● **What you need to do**
Each line of the material below that holds the word "window" needs to be copied.

──────── The data ────────

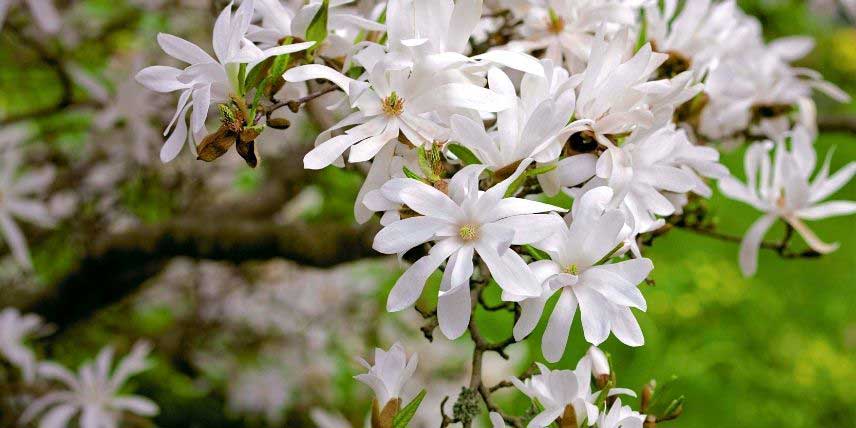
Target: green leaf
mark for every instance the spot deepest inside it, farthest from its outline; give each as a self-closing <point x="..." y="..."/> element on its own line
<point x="464" y="154"/>
<point x="540" y="170"/>
<point x="317" y="31"/>
<point x="257" y="75"/>
<point x="242" y="75"/>
<point x="518" y="182"/>
<point x="403" y="417"/>
<point x="410" y="174"/>
<point x="643" y="31"/>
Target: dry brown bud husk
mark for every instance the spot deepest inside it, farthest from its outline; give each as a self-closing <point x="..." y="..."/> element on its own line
<point x="215" y="145"/>
<point x="247" y="150"/>
<point x="278" y="123"/>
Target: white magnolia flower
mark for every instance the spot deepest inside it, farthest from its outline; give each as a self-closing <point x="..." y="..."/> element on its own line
<point x="566" y="29"/>
<point x="93" y="394"/>
<point x="528" y="129"/>
<point x="783" y="188"/>
<point x="463" y="222"/>
<point x="761" y="79"/>
<point x="436" y="34"/>
<point x="599" y="362"/>
<point x="207" y="80"/>
<point x="17" y="195"/>
<point x="14" y="330"/>
<point x="604" y="293"/>
<point x="43" y="11"/>
<point x="620" y="416"/>
<point x="394" y="102"/>
<point x="292" y="18"/>
<point x="391" y="370"/>
<point x="557" y="389"/>
<point x="701" y="32"/>
<point x="660" y="161"/>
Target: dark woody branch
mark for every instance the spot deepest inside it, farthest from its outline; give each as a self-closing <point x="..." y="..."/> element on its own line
<point x="121" y="263"/>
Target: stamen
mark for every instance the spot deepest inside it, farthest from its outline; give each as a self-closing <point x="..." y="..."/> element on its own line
<point x="469" y="232"/>
<point x="392" y="105"/>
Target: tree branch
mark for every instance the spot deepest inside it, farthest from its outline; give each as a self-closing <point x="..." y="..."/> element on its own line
<point x="121" y="263"/>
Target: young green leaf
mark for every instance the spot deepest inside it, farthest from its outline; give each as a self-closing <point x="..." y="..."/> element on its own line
<point x="536" y="253"/>
<point x="317" y="31"/>
<point x="403" y="417"/>
<point x="464" y="154"/>
<point x="410" y="174"/>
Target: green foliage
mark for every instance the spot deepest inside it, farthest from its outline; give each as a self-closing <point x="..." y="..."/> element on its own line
<point x="317" y="31"/>
<point x="464" y="154"/>
<point x="403" y="417"/>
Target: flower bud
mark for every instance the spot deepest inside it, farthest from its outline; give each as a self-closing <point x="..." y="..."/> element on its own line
<point x="279" y="123"/>
<point x="599" y="366"/>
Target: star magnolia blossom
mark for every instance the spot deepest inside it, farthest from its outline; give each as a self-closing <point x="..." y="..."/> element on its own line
<point x="661" y="160"/>
<point x="391" y="370"/>
<point x="782" y="188"/>
<point x="207" y="80"/>
<point x="566" y="28"/>
<point x="17" y="195"/>
<point x="463" y="222"/>
<point x="14" y="329"/>
<point x="702" y="32"/>
<point x="293" y="19"/>
<point x="557" y="389"/>
<point x="394" y="102"/>
<point x="93" y="394"/>
<point x="526" y="130"/>
<point x="604" y="293"/>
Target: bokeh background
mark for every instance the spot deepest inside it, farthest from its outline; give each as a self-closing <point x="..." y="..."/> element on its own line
<point x="257" y="288"/>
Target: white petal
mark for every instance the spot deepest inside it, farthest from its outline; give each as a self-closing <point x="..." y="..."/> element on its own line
<point x="135" y="404"/>
<point x="401" y="236"/>
<point x="317" y="71"/>
<point x="516" y="60"/>
<point x="453" y="312"/>
<point x="530" y="313"/>
<point x="559" y="326"/>
<point x="463" y="22"/>
<point x="327" y="152"/>
<point x="183" y="50"/>
<point x="509" y="270"/>
<point x="545" y="418"/>
<point x="827" y="209"/>
<point x="58" y="417"/>
<point x="752" y="243"/>
<point x="160" y="78"/>
<point x="176" y="140"/>
<point x="463" y="95"/>
<point x="15" y="240"/>
<point x="810" y="238"/>
<point x="626" y="328"/>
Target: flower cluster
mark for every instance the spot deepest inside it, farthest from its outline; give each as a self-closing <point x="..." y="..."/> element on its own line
<point x="93" y="396"/>
<point x="467" y="122"/>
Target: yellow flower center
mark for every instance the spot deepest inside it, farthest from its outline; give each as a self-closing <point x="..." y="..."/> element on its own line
<point x="392" y="105"/>
<point x="468" y="232"/>
<point x="571" y="269"/>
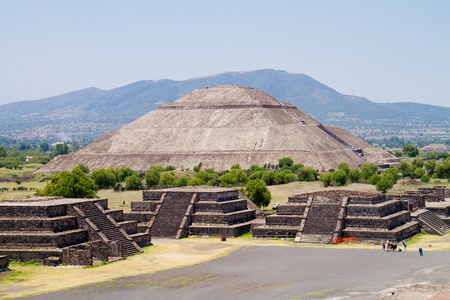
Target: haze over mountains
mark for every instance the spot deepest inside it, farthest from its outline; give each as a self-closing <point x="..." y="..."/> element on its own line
<point x="91" y="112"/>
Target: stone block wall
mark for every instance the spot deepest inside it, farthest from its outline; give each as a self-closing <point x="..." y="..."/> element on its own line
<point x="56" y="224"/>
<point x="4" y="263"/>
<point x="222" y="207"/>
<point x="375" y="210"/>
<point x="283" y="220"/>
<point x="148" y="205"/>
<point x="290" y="209"/>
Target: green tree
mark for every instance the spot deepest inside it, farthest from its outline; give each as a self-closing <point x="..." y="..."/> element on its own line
<point x="326" y="178"/>
<point x="152" y="178"/>
<point x="344" y="167"/>
<point x="84" y="168"/>
<point x="411" y="150"/>
<point x="339" y="177"/>
<point x="419" y="172"/>
<point x="384" y="184"/>
<point x="418" y="162"/>
<point x="443" y="169"/>
<point x="3" y="152"/>
<point x="73" y="184"/>
<point x="392" y="173"/>
<point x="431" y="166"/>
<point x="285" y="161"/>
<point x="258" y="192"/>
<point x="61" y="148"/>
<point x="182" y="181"/>
<point x="398" y="154"/>
<point x="374" y="179"/>
<point x="367" y="170"/>
<point x="353" y="175"/>
<point x="425" y="179"/>
<point x="103" y="178"/>
<point x="195" y="181"/>
<point x="126" y="172"/>
<point x="133" y="183"/>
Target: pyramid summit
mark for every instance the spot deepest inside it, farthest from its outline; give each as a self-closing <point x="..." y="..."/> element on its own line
<point x="220" y="126"/>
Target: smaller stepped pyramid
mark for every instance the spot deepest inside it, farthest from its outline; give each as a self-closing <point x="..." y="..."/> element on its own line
<point x="202" y="210"/>
<point x="73" y="231"/>
<point x="322" y="217"/>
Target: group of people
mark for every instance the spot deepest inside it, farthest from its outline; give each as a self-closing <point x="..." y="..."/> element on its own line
<point x="392" y="246"/>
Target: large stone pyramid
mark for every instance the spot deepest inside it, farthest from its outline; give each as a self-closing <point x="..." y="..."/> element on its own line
<point x="218" y="127"/>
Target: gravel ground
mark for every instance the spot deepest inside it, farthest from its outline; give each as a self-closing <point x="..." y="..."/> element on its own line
<point x="254" y="272"/>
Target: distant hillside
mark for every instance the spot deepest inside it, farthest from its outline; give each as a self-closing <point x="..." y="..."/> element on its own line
<point x="91" y="112"/>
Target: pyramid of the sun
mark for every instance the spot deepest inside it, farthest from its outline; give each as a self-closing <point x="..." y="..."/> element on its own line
<point x="218" y="127"/>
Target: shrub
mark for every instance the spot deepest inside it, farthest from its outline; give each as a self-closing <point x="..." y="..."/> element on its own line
<point x="285" y="161"/>
<point x="152" y="178"/>
<point x="258" y="192"/>
<point x="182" y="181"/>
<point x="167" y="178"/>
<point x="374" y="179"/>
<point x="133" y="182"/>
<point x="384" y="184"/>
<point x="425" y="179"/>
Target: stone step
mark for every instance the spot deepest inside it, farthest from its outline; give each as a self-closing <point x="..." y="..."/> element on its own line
<point x="316" y="238"/>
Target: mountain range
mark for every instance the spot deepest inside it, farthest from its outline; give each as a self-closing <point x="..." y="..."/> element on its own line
<point x="91" y="112"/>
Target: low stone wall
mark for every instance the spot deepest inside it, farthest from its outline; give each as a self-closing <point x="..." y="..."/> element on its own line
<point x="377" y="236"/>
<point x="230" y="218"/>
<point x="275" y="232"/>
<point x="129" y="226"/>
<point x="139" y="216"/>
<point x="376" y="211"/>
<point x="290" y="209"/>
<point x="30" y="254"/>
<point x="116" y="214"/>
<point x="231" y="231"/>
<point x="77" y="256"/>
<point x="33" y="211"/>
<point x="148" y="205"/>
<point x="218" y="196"/>
<point x="4" y="263"/>
<point x="56" y="224"/>
<point x="283" y="220"/>
<point x="222" y="207"/>
<point x="371" y="222"/>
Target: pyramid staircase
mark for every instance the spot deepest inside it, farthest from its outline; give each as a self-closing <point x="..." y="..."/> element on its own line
<point x="322" y="217"/>
<point x="106" y="227"/>
<point x="433" y="223"/>
<point x="179" y="212"/>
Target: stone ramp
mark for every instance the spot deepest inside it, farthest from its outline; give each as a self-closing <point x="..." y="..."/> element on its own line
<point x="432" y="222"/>
<point x="170" y="216"/>
<point x="107" y="228"/>
<point x="320" y="223"/>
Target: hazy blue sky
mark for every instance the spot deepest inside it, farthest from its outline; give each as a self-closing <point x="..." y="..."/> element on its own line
<point x="386" y="51"/>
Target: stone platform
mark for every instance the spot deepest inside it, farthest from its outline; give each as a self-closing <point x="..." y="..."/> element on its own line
<point x="76" y="231"/>
<point x="203" y="210"/>
<point x="322" y="217"/>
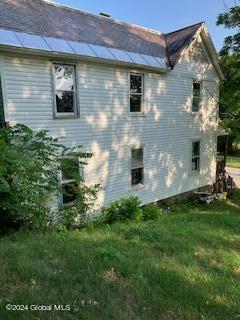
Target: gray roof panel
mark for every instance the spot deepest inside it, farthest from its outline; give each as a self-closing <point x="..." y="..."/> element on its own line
<point x="58" y="45"/>
<point x="121" y="55"/>
<point x="32" y="41"/>
<point x="137" y="58"/>
<point x="9" y="38"/>
<point x="102" y="52"/>
<point x="82" y="49"/>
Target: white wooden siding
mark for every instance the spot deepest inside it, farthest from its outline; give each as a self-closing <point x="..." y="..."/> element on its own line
<point x="105" y="127"/>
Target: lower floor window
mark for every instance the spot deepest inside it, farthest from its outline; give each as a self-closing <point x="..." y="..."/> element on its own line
<point x="69" y="192"/>
<point x="137" y="166"/>
<point x="70" y="174"/>
<point x="196" y="156"/>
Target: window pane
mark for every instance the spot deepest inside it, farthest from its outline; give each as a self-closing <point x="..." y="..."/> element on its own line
<point x="196" y="87"/>
<point x="195" y="105"/>
<point x="69" y="191"/>
<point x="196" y="96"/>
<point x="137" y="176"/>
<point x="195" y="164"/>
<point x="135" y="103"/>
<point x="70" y="168"/>
<point x="195" y="149"/>
<point x="64" y="78"/>
<point x="137" y="158"/>
<point x="135" y="83"/>
<point x="65" y="101"/>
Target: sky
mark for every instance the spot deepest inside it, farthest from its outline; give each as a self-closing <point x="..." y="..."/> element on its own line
<point x="161" y="15"/>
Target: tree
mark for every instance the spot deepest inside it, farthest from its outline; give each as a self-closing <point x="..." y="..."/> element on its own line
<point x="29" y="178"/>
<point x="230" y="61"/>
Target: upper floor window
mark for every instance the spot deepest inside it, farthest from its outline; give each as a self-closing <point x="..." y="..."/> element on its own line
<point x="65" y="90"/>
<point x="196" y="96"/>
<point x="137" y="166"/>
<point x="196" y="156"/>
<point x="136" y="92"/>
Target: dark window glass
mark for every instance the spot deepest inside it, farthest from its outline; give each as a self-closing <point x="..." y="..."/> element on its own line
<point x="65" y="88"/>
<point x="135" y="83"/>
<point x="135" y="103"/>
<point x="136" y="92"/>
<point x="65" y="101"/>
<point x="195" y="149"/>
<point x="69" y="192"/>
<point x="70" y="168"/>
<point x="137" y="158"/>
<point x="64" y="78"/>
<point x="196" y="156"/>
<point x="137" y="176"/>
<point x="196" y="96"/>
<point x="137" y="166"/>
<point x="195" y="164"/>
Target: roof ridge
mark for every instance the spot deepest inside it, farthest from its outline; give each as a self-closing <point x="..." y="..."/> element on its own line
<point x="57" y="4"/>
<point x="193" y="25"/>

────────

● **Solution for this exercise**
Target: lower floor window
Target: window pane
Target: upper floor window
Target: dark window glass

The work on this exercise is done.